> [WORK INSTRUCTIONS]:
Using the listing below, give the number of lines where "string" appears, and nothing else.

> [INPUT MATERIAL]:
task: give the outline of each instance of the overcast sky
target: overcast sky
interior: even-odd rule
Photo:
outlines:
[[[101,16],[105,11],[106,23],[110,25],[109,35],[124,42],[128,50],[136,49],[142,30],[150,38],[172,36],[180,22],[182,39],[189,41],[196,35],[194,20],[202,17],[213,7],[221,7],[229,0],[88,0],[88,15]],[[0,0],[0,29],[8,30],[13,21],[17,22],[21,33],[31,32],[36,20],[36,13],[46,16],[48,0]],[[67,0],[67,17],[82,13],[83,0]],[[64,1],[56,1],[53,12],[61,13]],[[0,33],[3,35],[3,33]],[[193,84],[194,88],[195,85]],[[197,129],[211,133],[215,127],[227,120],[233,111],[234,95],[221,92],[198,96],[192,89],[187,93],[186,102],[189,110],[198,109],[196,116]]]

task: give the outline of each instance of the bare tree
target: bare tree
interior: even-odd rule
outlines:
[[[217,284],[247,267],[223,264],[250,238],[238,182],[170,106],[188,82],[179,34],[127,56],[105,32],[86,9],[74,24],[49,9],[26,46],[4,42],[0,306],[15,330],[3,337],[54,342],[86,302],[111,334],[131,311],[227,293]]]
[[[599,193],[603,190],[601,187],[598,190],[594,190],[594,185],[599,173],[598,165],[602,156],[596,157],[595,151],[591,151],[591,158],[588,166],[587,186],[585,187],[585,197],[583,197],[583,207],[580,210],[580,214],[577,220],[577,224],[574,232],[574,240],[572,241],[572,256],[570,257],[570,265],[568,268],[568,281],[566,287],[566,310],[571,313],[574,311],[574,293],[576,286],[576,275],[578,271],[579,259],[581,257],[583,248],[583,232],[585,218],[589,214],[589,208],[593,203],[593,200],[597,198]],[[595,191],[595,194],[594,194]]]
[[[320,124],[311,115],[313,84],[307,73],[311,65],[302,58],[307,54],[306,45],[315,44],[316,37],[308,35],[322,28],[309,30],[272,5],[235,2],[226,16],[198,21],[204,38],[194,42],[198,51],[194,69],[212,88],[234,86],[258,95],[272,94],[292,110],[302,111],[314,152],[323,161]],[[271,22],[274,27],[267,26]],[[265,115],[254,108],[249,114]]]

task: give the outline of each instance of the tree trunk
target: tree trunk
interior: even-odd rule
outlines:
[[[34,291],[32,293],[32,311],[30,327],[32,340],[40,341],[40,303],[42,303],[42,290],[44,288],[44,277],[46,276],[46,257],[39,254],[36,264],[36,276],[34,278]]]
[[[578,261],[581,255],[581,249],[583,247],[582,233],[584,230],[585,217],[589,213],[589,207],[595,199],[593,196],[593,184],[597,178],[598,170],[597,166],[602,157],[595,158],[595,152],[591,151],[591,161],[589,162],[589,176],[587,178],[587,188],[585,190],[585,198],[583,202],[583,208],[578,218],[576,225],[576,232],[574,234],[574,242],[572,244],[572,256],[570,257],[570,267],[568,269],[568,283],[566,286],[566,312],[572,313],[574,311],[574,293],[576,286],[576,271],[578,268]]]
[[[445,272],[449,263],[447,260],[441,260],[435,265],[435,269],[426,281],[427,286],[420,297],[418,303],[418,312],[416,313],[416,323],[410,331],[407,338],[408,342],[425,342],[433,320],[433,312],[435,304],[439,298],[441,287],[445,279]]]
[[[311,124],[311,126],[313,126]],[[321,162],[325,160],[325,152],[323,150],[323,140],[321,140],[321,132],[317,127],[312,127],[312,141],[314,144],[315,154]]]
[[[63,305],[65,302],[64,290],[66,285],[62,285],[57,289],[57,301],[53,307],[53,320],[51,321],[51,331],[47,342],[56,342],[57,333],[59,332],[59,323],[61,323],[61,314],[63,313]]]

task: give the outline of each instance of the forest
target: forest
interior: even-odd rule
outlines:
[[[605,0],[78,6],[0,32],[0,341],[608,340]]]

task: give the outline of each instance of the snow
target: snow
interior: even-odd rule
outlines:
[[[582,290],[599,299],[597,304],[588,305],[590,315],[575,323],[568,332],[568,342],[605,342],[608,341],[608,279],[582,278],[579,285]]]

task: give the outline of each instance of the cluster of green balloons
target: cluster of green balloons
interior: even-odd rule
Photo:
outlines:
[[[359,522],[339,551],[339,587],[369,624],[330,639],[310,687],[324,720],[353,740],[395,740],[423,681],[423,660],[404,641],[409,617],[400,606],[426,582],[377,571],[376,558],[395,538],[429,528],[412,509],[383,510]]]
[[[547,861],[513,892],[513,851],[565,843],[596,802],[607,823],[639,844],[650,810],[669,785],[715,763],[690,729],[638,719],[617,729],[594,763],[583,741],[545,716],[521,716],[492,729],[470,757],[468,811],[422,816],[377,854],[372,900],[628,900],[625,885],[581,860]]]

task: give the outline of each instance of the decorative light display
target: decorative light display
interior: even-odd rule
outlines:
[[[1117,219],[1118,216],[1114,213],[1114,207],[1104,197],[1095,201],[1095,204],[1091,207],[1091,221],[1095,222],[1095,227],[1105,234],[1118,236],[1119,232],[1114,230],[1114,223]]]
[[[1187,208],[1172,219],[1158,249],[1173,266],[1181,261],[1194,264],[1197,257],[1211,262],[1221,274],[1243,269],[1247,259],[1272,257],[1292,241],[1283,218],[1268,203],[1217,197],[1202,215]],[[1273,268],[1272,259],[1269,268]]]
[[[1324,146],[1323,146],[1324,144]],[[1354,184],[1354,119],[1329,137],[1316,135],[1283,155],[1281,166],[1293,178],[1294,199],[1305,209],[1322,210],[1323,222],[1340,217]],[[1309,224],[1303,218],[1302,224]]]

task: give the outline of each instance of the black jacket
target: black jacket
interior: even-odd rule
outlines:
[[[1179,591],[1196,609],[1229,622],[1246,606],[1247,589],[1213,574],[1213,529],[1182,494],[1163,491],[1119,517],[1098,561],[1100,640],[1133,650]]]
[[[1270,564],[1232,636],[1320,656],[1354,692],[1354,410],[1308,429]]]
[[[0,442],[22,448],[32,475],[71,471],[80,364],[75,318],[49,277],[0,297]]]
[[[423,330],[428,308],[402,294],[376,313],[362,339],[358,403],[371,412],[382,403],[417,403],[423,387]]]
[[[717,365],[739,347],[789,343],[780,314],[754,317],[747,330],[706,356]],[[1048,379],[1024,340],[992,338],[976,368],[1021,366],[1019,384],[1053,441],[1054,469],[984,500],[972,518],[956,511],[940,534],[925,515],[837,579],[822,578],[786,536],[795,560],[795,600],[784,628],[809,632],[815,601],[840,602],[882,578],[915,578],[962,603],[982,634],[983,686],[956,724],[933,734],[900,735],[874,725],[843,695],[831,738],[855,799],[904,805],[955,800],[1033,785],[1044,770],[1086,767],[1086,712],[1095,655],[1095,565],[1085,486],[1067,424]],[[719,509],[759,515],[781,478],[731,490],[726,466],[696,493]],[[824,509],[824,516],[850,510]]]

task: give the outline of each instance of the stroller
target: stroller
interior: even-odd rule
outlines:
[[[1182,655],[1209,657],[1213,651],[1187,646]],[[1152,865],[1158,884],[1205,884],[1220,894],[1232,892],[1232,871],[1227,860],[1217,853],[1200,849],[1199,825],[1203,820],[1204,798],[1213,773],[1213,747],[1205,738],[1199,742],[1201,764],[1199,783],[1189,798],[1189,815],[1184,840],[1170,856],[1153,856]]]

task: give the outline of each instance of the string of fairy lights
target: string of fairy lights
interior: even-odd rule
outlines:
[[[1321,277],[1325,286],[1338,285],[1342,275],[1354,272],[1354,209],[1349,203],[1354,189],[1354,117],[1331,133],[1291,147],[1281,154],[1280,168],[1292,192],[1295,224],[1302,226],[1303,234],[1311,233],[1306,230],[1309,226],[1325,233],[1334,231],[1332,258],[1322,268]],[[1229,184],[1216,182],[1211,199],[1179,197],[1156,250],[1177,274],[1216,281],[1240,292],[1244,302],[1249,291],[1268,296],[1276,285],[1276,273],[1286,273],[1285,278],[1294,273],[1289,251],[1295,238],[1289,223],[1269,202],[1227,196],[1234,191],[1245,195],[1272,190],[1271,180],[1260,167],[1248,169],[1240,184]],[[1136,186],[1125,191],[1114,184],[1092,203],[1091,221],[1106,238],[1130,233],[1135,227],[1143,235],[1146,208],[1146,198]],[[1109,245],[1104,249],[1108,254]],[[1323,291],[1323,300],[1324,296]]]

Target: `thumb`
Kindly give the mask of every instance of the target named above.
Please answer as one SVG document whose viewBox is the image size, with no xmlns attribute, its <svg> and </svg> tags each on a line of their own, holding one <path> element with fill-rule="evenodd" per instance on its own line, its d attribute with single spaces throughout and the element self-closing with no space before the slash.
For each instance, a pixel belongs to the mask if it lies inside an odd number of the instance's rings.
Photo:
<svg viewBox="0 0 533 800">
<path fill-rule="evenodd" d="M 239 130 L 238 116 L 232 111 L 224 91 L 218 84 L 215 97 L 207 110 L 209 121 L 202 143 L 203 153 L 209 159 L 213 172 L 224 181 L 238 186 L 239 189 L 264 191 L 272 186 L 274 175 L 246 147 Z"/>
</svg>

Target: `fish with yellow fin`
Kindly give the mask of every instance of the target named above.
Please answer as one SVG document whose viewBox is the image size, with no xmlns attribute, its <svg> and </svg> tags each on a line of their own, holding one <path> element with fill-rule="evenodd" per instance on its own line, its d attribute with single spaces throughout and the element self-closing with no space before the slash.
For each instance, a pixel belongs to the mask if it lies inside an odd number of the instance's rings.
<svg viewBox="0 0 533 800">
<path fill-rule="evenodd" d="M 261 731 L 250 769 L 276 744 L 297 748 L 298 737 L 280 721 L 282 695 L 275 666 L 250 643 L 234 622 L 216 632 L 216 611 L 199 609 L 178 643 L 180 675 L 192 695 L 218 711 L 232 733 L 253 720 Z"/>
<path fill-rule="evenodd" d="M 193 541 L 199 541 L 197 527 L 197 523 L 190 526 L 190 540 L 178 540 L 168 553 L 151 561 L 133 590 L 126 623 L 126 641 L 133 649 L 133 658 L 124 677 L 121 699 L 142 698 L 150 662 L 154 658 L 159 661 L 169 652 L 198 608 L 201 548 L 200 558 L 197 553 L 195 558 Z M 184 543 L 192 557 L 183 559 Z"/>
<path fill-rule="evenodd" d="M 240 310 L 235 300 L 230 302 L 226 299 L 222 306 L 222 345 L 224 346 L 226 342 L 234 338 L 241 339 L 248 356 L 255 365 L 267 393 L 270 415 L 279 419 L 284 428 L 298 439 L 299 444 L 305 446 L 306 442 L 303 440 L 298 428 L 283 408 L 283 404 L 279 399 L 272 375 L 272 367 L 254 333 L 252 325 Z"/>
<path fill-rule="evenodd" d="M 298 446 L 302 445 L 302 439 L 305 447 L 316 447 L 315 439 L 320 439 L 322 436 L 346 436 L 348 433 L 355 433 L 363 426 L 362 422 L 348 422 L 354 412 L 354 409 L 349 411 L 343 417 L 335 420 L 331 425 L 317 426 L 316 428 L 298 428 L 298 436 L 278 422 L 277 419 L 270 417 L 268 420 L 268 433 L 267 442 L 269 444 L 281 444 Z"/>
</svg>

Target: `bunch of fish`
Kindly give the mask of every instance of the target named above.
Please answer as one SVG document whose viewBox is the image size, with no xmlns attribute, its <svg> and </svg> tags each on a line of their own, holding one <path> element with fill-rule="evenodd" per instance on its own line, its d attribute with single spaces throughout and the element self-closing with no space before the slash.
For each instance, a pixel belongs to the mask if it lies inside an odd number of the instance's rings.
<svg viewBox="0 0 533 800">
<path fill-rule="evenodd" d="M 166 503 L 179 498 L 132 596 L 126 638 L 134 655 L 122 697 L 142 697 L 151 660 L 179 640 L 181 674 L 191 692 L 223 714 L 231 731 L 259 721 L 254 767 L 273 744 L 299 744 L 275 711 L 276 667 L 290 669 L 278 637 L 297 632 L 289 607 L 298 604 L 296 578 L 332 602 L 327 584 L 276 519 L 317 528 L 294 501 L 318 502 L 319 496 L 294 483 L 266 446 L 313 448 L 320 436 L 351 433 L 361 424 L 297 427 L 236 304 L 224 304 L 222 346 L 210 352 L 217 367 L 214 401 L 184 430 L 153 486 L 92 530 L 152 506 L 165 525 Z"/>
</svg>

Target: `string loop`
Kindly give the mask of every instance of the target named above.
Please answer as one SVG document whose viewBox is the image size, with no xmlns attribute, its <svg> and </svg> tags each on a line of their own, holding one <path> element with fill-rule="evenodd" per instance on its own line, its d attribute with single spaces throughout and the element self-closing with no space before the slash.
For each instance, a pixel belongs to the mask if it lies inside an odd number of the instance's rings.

> [SOLUTION TO THIS PROBLEM]:
3